*What is required:* Pull out every line in the entries below that contains the word "positive", and copy each such line in full.

..........

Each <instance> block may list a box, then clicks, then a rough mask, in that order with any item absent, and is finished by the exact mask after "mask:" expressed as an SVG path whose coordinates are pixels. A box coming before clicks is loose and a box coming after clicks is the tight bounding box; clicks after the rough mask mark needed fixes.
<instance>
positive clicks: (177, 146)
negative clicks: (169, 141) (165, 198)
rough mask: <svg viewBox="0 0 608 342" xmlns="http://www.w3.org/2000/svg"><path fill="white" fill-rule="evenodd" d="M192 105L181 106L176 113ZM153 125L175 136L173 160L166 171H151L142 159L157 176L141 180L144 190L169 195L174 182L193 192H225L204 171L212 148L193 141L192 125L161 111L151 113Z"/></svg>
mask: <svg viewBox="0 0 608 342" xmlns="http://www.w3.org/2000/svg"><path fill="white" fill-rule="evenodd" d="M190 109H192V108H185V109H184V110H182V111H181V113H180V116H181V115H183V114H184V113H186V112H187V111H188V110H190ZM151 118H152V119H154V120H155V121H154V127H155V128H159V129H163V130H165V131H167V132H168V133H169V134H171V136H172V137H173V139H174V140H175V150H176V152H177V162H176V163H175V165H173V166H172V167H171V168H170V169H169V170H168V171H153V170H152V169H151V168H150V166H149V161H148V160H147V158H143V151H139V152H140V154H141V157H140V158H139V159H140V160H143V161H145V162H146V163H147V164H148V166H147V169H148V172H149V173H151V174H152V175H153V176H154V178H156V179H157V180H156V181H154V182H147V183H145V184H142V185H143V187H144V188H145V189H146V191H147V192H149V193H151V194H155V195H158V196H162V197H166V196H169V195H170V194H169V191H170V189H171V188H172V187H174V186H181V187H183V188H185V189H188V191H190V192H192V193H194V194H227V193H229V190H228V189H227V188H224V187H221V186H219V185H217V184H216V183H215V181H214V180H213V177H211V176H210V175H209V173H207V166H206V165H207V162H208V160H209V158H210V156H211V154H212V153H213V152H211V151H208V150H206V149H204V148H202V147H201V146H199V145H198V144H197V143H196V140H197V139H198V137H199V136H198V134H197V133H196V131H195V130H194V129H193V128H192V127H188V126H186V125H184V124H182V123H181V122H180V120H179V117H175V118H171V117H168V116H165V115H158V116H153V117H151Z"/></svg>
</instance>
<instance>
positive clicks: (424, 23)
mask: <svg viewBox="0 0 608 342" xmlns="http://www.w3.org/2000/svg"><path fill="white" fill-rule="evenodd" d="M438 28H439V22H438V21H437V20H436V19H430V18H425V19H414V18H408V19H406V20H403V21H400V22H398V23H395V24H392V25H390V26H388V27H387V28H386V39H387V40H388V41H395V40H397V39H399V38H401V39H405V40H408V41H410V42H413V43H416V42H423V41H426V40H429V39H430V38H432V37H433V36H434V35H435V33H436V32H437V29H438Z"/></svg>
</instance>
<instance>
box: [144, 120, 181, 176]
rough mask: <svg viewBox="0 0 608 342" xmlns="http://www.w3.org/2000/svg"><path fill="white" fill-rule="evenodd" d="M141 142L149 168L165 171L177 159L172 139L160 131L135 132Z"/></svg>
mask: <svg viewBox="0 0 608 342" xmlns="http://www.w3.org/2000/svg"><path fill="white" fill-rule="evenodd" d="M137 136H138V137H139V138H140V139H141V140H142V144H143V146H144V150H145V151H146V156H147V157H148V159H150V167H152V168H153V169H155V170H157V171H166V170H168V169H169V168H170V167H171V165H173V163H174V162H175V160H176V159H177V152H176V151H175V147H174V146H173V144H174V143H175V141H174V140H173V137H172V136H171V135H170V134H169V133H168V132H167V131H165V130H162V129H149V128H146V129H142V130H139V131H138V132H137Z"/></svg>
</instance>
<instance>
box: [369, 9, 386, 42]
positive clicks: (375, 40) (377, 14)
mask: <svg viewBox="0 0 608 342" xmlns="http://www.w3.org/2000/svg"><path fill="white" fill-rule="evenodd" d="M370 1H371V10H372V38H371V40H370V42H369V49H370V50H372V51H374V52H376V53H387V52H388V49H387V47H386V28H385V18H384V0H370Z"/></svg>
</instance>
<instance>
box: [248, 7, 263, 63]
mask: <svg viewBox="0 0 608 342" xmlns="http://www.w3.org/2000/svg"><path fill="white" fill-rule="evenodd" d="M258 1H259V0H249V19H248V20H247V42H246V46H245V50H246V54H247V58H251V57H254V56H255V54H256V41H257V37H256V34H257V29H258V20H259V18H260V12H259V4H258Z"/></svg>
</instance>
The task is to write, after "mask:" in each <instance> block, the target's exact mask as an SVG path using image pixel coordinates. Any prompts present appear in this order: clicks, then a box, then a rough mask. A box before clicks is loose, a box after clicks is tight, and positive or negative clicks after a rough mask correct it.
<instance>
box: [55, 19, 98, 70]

..........

*Written solution:*
positive clicks: (177, 146)
positive clicks: (424, 23)
positive clicks: (375, 40) (377, 14)
The task is to write, after "mask:" in each <instance> block, the target's exact mask as an SVG path using image pixel coordinates. Any prompts present appear in this order: clicks, then a box, then a rough mask. A box before clicks is loose, a box after clicks is tight, and positive or negative clicks after a rough mask correct it.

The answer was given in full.